**WHAT THE EXERCISE ASKS:**
Will you give the material below again, every line exactly as it is?

Data listing

┏━━

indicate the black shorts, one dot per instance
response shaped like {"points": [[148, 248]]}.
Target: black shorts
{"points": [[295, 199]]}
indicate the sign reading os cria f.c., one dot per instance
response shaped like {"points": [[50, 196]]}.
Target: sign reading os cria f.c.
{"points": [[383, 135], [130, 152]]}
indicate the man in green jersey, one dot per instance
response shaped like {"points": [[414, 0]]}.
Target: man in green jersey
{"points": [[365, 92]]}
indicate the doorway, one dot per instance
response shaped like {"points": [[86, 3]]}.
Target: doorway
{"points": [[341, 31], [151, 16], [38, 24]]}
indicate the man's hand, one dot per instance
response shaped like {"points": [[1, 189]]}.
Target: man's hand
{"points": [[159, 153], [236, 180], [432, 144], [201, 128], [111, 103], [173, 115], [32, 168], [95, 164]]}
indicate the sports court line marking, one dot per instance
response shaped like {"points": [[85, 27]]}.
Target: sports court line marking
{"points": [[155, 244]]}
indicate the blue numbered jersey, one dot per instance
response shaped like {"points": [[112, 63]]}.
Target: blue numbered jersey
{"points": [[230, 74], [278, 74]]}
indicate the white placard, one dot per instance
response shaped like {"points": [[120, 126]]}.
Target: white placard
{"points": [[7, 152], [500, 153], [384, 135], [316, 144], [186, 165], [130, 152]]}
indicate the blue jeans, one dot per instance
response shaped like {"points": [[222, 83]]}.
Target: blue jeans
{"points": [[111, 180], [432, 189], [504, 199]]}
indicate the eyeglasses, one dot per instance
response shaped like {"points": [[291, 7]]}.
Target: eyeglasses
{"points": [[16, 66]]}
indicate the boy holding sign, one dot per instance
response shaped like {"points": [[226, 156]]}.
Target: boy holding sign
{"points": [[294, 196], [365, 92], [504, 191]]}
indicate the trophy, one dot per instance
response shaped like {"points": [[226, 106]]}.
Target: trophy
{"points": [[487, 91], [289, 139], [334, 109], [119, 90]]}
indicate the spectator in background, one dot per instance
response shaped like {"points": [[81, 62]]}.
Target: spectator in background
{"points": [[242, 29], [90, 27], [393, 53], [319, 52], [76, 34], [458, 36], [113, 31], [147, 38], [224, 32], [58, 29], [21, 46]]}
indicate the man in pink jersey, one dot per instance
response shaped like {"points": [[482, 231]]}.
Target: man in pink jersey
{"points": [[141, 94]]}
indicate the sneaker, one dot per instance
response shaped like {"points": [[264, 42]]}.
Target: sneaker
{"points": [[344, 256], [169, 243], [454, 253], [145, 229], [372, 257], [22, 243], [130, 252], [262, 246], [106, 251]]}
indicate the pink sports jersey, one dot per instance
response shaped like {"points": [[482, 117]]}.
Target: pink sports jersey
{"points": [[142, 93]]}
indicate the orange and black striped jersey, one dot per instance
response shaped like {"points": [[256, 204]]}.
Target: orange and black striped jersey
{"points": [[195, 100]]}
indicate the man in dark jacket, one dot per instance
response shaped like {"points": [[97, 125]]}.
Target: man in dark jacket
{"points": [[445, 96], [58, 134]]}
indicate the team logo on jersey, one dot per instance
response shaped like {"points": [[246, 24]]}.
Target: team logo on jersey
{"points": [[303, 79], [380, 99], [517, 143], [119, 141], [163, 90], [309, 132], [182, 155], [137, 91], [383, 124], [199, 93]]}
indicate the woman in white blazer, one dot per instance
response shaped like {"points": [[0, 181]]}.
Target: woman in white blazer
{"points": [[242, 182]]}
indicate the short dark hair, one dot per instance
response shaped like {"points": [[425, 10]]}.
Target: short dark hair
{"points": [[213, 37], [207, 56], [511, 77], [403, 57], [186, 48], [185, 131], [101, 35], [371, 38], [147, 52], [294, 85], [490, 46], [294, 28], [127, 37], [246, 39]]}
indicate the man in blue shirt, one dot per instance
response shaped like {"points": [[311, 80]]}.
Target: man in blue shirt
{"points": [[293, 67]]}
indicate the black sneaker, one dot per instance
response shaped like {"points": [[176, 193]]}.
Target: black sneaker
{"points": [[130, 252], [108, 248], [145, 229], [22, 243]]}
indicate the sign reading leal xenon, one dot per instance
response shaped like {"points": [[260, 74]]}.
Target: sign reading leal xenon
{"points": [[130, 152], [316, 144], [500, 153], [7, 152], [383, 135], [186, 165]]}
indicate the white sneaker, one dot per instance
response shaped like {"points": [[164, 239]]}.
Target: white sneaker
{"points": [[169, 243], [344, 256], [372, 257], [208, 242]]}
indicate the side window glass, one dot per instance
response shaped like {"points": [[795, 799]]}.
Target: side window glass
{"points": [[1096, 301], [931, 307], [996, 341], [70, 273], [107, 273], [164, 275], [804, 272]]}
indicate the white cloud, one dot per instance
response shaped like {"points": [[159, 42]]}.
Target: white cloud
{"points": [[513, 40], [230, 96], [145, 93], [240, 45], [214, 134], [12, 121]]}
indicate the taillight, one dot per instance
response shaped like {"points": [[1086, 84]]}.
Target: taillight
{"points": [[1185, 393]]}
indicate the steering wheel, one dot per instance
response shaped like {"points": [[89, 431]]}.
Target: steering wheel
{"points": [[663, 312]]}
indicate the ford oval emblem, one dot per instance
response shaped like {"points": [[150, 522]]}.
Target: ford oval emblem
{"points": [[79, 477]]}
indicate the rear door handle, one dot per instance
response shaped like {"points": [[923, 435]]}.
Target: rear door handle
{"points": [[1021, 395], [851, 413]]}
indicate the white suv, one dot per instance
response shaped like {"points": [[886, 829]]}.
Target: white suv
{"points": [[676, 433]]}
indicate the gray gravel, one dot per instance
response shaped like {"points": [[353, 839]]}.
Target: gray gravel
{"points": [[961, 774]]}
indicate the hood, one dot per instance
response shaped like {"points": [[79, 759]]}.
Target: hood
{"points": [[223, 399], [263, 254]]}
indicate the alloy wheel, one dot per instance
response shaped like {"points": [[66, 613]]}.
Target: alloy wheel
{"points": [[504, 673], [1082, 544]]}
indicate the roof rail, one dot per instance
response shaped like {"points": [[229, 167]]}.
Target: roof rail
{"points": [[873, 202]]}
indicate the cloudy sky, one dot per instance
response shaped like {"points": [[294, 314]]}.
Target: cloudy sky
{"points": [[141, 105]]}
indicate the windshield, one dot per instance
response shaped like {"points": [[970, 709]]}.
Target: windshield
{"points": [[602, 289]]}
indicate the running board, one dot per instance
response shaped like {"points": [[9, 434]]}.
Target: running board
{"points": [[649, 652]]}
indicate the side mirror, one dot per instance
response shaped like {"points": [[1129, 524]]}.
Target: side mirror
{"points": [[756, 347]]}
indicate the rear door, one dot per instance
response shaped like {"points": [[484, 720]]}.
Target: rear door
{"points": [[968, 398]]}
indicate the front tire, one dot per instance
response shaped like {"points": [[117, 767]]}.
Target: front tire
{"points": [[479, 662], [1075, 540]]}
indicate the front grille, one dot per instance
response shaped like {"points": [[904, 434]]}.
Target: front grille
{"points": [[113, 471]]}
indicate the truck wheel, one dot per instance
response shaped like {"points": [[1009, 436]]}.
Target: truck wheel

┗━━

**RESULT OF THIS TASK:**
indicate the black shorts, one dot per instance
response shaped like {"points": [[148, 248]]}.
Target: black shorts
{"points": [[295, 199]]}
indicate the sign reading os cria f.c., one dot per instance
response shaped like {"points": [[50, 196]]}.
Target: sign reading os cria f.c.
{"points": [[383, 135], [130, 152]]}
indicate the man in green jersey, one dot per instance
response shaped like {"points": [[414, 0]]}.
Target: man in green jersey
{"points": [[365, 92]]}
indicate the doorway, one dot per instance
response shaped like {"points": [[86, 3]]}.
Target: doorway
{"points": [[341, 31], [151, 16], [38, 24]]}
indicate the man's hand, one dot per instance
response shaped like {"points": [[1, 189]]}.
Target: man's hand
{"points": [[159, 153], [236, 180], [432, 144], [201, 128], [111, 103], [173, 115], [32, 168], [95, 164]]}
indicate the sports court line marking, one dot per instance
response shaped like {"points": [[85, 27]]}.
Target: sports court line marking
{"points": [[155, 244]]}
indicate the blue numbered jersey, one dot per instance
response shaped like {"points": [[112, 63]]}.
Target: blue numbered jersey
{"points": [[230, 74], [278, 74]]}
indicate the white placard, one dot per instance
response shaped like {"points": [[120, 126]]}.
Target: white placard
{"points": [[7, 152], [500, 153], [384, 135], [316, 144], [186, 165], [130, 152]]}
indicate the blue jeans, one dot per instance
response shaped like {"points": [[222, 83]]}.
Target: blue jeans
{"points": [[111, 180], [432, 189], [504, 199]]}
indicate the eyeglasses, one dot per instance
response shaped like {"points": [[291, 7]]}.
Target: eyeglasses
{"points": [[16, 66]]}
indicate the boy holding sign, one dot per instance
response shaped like {"points": [[226, 156]]}.
Target: boy holding sign
{"points": [[294, 196], [365, 92], [504, 191]]}
indicate the trophy, one dot per instance
response shaped like {"points": [[226, 106]]}.
Target: trophy
{"points": [[487, 91], [289, 139], [334, 109], [119, 90]]}
indicate the spectator in background, one dot per instance
response shaped like {"points": [[81, 62]]}.
Target: spectator in background
{"points": [[242, 29], [90, 27], [393, 53], [319, 52], [76, 34], [458, 36], [113, 31], [147, 38], [224, 32], [58, 29], [21, 46]]}
indicate the man in pink jersey, one dot per instance
response shaped like {"points": [[482, 231]]}.
Target: man in pink jersey
{"points": [[141, 94]]}
indicate the sneaker, one dot per instance
response shaped like {"points": [[264, 42]]}.
Target: sneaker
{"points": [[344, 256], [169, 243], [454, 253], [145, 229], [372, 257], [22, 243], [130, 252], [262, 246], [106, 251]]}
indicate the pink sports jersey, one dot per instance
response shaped like {"points": [[482, 117]]}.
Target: pink sports jersey
{"points": [[142, 93]]}
indicate the orange and black striped jersey, one dot per instance
response shaped like {"points": [[256, 204]]}.
Target: orange and black striped jersey
{"points": [[195, 100]]}
indicate the man in dark jacket, one dot per instance
response shaped like {"points": [[97, 125]]}.
Target: man in dark jacket
{"points": [[445, 96], [58, 134]]}
indicate the team logo on jersey, one dot per instance
response shaped like {"points": [[246, 24]]}.
Target: team logo on jersey
{"points": [[303, 79], [380, 99], [517, 143], [119, 141], [163, 90], [309, 132], [182, 155], [137, 91], [383, 124], [199, 93]]}
indicate the woman in white blazer, one dot per instance
response shaped like {"points": [[0, 181]]}.
Target: woman in white blazer
{"points": [[242, 182]]}
indicate the short dark hair, one dot per instance
response shaped like {"points": [[425, 10]]}.
Target: short dark hair
{"points": [[213, 37], [207, 56], [511, 77], [403, 57], [186, 48], [185, 131], [101, 35], [371, 38], [147, 52], [294, 85], [490, 46], [294, 28], [127, 37], [246, 39]]}
indicate the man in blue shirt, one dot per instance
response shaped like {"points": [[311, 80]]}.
Target: man in blue shirt
{"points": [[293, 67]]}
indicate the black sneaker, one dot per instance
response shaped like {"points": [[176, 193]]}.
Target: black sneaker
{"points": [[130, 252], [108, 248], [145, 229], [22, 243]]}
indicate the sign reading leal xenon, one dot per instance
response shaped like {"points": [[260, 74]]}.
Target: sign reading leal xenon
{"points": [[130, 152], [316, 144], [500, 153], [7, 152], [383, 135], [186, 165]]}
indicate the white sneaker, one dot per instance
response shaped like {"points": [[164, 239]]}.
Target: white sneaker
{"points": [[169, 243], [344, 256], [372, 257], [208, 242]]}
indicate the side window glass, one dot per instance
response shaped like {"points": [[795, 799]]}.
Target: side window glass
{"points": [[1096, 301], [931, 307], [996, 341], [70, 273], [107, 273], [164, 275], [804, 272]]}
indicate the white cloud, one dot per instance
response shaped like {"points": [[159, 42]]}.
Target: white cloud
{"points": [[513, 40], [230, 96], [145, 93], [240, 45], [214, 134], [12, 121]]}
indicate the taillight, one dot per instance
response shaped like {"points": [[1086, 84]]}.
Target: taillight
{"points": [[1185, 393]]}
indicate the steering wheel, one dot per instance
response shaped like {"points": [[89, 431]]}.
Target: steering wheel
{"points": [[663, 312]]}
indicate the ford oval emblem, one dot per instance
response shaped like {"points": [[150, 522]]}.
Target: ford oval emblem
{"points": [[79, 477]]}
indicate the rear door handle, one dot per instance
response shaped like {"points": [[923, 435]]}.
Target: rear door handle
{"points": [[1021, 395], [851, 413]]}
indicate the white suv, one dot per instance
response shaped like {"points": [[886, 829]]}.
Target: white suv
{"points": [[676, 433]]}
indicate the gray gravel, one dot per instance
response shaped like {"points": [[353, 839]]}.
Target: gray gravel
{"points": [[961, 774]]}
indicate the hood, one dot per instance
response shaped like {"points": [[79, 759]]}.
Target: hood
{"points": [[223, 399], [263, 254]]}
indicate the alloy wheel, one dot per instance
response shaped like {"points": [[66, 613]]}.
Target: alloy wheel
{"points": [[504, 673], [1082, 544]]}
indicate the roof rail, one dot per instance
response shaped like {"points": [[229, 167]]}.
Target: roof rail
{"points": [[873, 202]]}
indicate the cloudy sky, one dot per instance
response shaped like {"points": [[294, 314]]}.
Target: cloudy sky
{"points": [[141, 105]]}
indicate the windshield, one dot per instance
response shaped like {"points": [[970, 709]]}.
Target: windshield
{"points": [[602, 289]]}
indicate the running board, one dot per instance
response shaped like {"points": [[9, 434]]}.
Target: running board
{"points": [[649, 652]]}
indicate the side mirror, one dot per instance
response shaped like {"points": [[1129, 524]]}.
Target: side mirror
{"points": [[756, 347]]}
indicate the rear door, one dot per instance
response shaped like {"points": [[484, 720]]}.
Target: rear door
{"points": [[968, 398]]}
indicate the front tire, one dot per instance
response shaped like {"points": [[117, 767]]}.
Target: front tire
{"points": [[479, 662], [1075, 540]]}
indicate the front grille, one dot per instance
response shaped like {"points": [[904, 434]]}.
Target: front grille
{"points": [[113, 471]]}
indicate the truck wheel, one dot per instance
response shaped like {"points": [[1009, 436]]}.
Target: truck wheel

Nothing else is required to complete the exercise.